* _EXERCISE TEXT_
* * *

# When & Where is the 2013 West Coast Garden Train Show?



## rpc7271 (Jan 2, 2008)

When & Where is the 2013 West Coast Garden Train Show?


----------



## vsmith (Jan 2, 2008)

Well..depends, there is the South West Garden Railroad Show (SWGRS) this November 3-4 at the Pomona Fairplex, this is the only all large-scale show in the Southern California area, and there is the former large-scale only, now all-scale Big Train Show (BTS) next June 2013 in Ontario, There is also the all-scale Great Train Expo (GTE) coming up in Sept 6-7 in Costa Mesa, and another GTE in December 1-2 at Del Mar and again in Anaheim on January 5-6 2013. 

There may be shows up north, but the SWGRS is the only LS only show I know of on the left coast.


----------



## toddalin (Jan 4, 2008)

The National Narrow Gauge Group is putting on a convention in Pasadena, CA in August, 2013. There will be self-guided tours of various railroads (all scales) and we have already accepted their invitation to put the T&LBRR on the tour. I assume that there will be some other garden layouts on display as well. 

Narrow Gauge Convention


----------



## vsmith (Jan 2, 2008)

Thanks Todd I forgot about that one, its also all-scale, I'm on the bridesmaids list for inclusion inside the show, we'll see


----------



## Russell Miller (Jan 3, 2008)

The 2013 West Coast Regional Meet is being put on by the *Rose City Garden Railway Society*.


----------



## Greg Elmassian (Jan 3, 2008)

So, is it safe to assume it will be in Portland Oregon, where the Rose City Garden Railway Society is located? 

Greg


----------



## auburnrails (May 31, 2012)

http://www.rcgrs.com/west coast meet.html 

According to the link above, it will be in Portland, OR June 28-30, 2013. 

-Dave


----------



## Greg Elmassian (Jan 3, 2008)

Thanks Dave! 

Greg


----------



## nkelsey (Jan 4, 2008)

Yes, beautiful Portland Oregon will host the 2013 West Coast Regional Meet. The club is busy working or arranging the layouts to be Open, and a dinner event for one of the evenings. We will post information in this forum as plans get finalized. Looking forward to seeing you in June


----------



## Budd1 (Apr 9, 2009)

Is the West Coast Garden Train Show in Pomona, ca a for sure thing on Nov. 3rd and 4th, Would like to make plans on going buts its a long drive from Northern Calif.


----------



## Paul Burch (Jan 2, 2008)

Budd1,
This post will give you more information.
http://www.mylargescale.com/Communi...fault.aspx


----------

* * *

* _RAW DATA_
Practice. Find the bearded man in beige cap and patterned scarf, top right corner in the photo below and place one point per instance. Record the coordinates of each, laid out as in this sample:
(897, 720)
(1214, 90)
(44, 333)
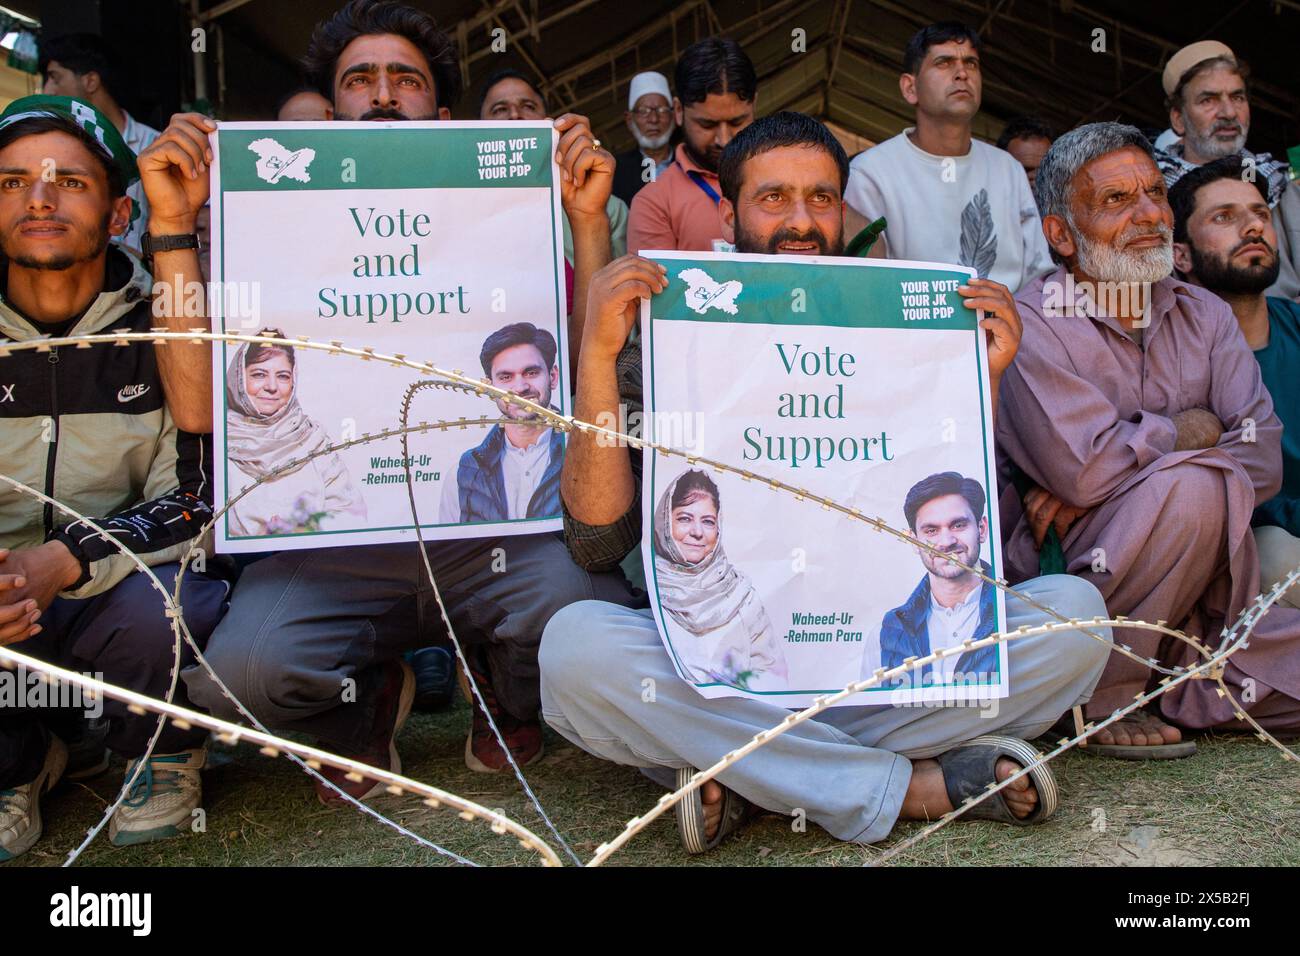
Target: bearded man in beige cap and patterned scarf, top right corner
(1210, 107)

* * *

* _TASK INSTRUCTIONS_
Please reproduce the garden train show thread above word for word, from "## Budd1 (Apr" to "Burch (Jan 2, 2008)".

* _YOUR RESPONSE_
## Budd1 (Apr 9, 2009)

Is the West Coast Garden Train Show in Pomona, ca a for sure thing on Nov. 3rd and 4th, Would like to make plans on going buts its a long drive from Northern Calif.


----------



## Paul Burch (Jan 2, 2008)